### TEXT
-*-*-
Tags: Tarullo | bank | too big to fail | capital

Senate Banking Revisits Systemic Risk Measures

By    |   Friday, 12 July 2013 01:43 PM

On July 11, the Senate Banking Committee, chaired by Tim Johnson, D-S.D., conducted a short hearing with a panel of witnesses from the Treasury Department, represented by Under Secretary Mary Miller, and the federal banking regulators.

The hearing was significant because of the revealing responses elicited by Sherrod Brown, D-Ohio, David Vitter, R-La., and Elizabeth Warren, D-Mass., who are the senators most concerned by what they consider to be the risk the largest banks pose to the financial system because of their excessive leverage.

The main theme, familiar to readers, is that the regulators are acting to put in the safeguards mandated by the Dodd-Frank Act so that the financial system would be more resilient and less likely to collapse in a disorderly fashion, as it would have done in 2008 if the Treasury and Federal Reserve had not bailed out the too big to fail banks.

Brown and Vitter, along with FDIC Vice Chairman Tom Hoenig, have expressed alarm that the largest banks are still operating with far too much risk and too little capital. They are proposing that required capital levels be set much higher and that more emphasis be placed on straight leverage ratios that cannot be gamed by applying risk weights generated by risk models provided by the banks themselves.

Brown asked the panel to respond to a report by the Financial Times that the banks plan to use "optimization strategies" to move transactions around so that they will not have to raise any more capital in order to comply with the regulations.

Federal Reserve Governor Dan Tarullo, who is in charge of this issue for the agency, responded that the Fed depends on a combination of measures, including "a good risk-weighted approach, a leverage ratio and stress testing." He added that the Fed plans to pay more attention to the liability side and take into account risky funding strategies that could threaten the financial system.

Brown asked Miller about a speech she gave in April questioning whether the largest banks actually enjoy a significant funding advantage due to the perception that they are backed by the federal government. She responded that the data used to document the advantage are stale, and the studies need to be reconsidered, because "we're in a period of changing perceptions."
-*-*-
### GIVEN RECORDS
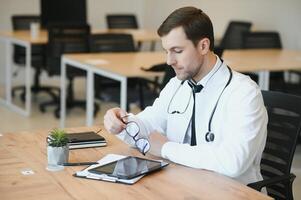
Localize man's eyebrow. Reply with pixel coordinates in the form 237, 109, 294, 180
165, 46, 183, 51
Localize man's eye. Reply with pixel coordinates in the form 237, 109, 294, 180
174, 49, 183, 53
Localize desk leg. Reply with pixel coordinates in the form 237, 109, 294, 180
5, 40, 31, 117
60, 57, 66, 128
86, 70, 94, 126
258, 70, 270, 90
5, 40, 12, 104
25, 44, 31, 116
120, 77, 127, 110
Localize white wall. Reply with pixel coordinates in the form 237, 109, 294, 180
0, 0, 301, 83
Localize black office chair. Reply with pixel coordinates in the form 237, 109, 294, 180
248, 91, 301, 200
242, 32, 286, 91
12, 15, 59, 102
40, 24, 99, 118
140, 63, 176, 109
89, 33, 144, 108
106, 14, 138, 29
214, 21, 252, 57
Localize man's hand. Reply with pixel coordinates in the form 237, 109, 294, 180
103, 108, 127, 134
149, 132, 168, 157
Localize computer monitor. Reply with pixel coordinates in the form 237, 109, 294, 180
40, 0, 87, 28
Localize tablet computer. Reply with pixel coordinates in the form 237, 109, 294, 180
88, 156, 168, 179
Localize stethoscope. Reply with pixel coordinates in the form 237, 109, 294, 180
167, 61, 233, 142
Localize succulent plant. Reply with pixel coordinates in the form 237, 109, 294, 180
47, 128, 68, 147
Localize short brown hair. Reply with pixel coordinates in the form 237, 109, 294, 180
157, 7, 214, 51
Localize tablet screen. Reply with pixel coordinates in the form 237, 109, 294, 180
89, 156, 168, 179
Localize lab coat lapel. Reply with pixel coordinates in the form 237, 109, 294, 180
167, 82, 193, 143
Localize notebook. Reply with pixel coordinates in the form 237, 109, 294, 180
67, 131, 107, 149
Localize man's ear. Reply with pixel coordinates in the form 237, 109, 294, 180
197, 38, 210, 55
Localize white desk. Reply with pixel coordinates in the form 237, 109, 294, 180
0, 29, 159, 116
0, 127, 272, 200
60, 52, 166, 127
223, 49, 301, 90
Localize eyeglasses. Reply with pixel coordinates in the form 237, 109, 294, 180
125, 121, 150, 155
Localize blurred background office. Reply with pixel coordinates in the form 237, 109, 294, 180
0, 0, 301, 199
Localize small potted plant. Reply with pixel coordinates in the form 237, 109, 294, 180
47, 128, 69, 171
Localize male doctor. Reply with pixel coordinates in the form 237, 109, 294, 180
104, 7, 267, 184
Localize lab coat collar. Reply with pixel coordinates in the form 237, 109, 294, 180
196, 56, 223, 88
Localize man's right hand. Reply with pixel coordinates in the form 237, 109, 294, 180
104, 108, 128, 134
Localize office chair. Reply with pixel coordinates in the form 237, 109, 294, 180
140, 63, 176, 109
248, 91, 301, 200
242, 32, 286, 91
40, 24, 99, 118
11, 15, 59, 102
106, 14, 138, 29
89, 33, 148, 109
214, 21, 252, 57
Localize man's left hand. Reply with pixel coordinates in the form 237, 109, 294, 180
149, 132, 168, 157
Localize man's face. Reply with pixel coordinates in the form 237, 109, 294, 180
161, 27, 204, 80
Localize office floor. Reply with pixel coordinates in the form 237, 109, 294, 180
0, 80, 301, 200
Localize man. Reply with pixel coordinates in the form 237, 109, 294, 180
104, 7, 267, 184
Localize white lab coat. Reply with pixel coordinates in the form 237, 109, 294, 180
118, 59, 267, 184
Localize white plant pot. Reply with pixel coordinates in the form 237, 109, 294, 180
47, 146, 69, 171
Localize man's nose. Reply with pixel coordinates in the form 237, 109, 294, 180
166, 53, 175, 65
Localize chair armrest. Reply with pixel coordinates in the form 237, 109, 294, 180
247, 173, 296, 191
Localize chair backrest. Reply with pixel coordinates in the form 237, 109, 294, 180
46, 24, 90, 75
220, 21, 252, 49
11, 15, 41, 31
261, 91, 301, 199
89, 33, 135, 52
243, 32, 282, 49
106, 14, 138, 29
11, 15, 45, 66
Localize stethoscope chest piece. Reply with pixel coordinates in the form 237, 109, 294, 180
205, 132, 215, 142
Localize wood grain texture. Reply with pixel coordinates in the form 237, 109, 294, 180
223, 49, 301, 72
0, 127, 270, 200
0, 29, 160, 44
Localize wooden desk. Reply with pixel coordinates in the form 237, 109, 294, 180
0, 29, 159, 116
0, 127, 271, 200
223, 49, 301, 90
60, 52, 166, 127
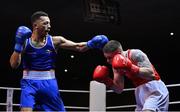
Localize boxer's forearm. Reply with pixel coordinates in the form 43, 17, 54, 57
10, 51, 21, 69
-*-*-
### INSTRUCTIONS
(A) In the Senate hearing article, who chaired the Senate Banking Committee?
(B) Please collect every line of the listing that contains the string "hand", matching case exactly.
The listing has no connection to the Senate hearing article.

### EXERCISE ANSWERS
(A) Tim Johnson, D-S.D.

(B)
Localize man's hand. Reply with pixel coordinates in the form 237, 109, 294, 180
Localize man's right hand. Reply with pixel coordinates in the form 237, 109, 294, 180
Localize man's left hand. Reply with pixel coordinates in the form 237, 109, 294, 180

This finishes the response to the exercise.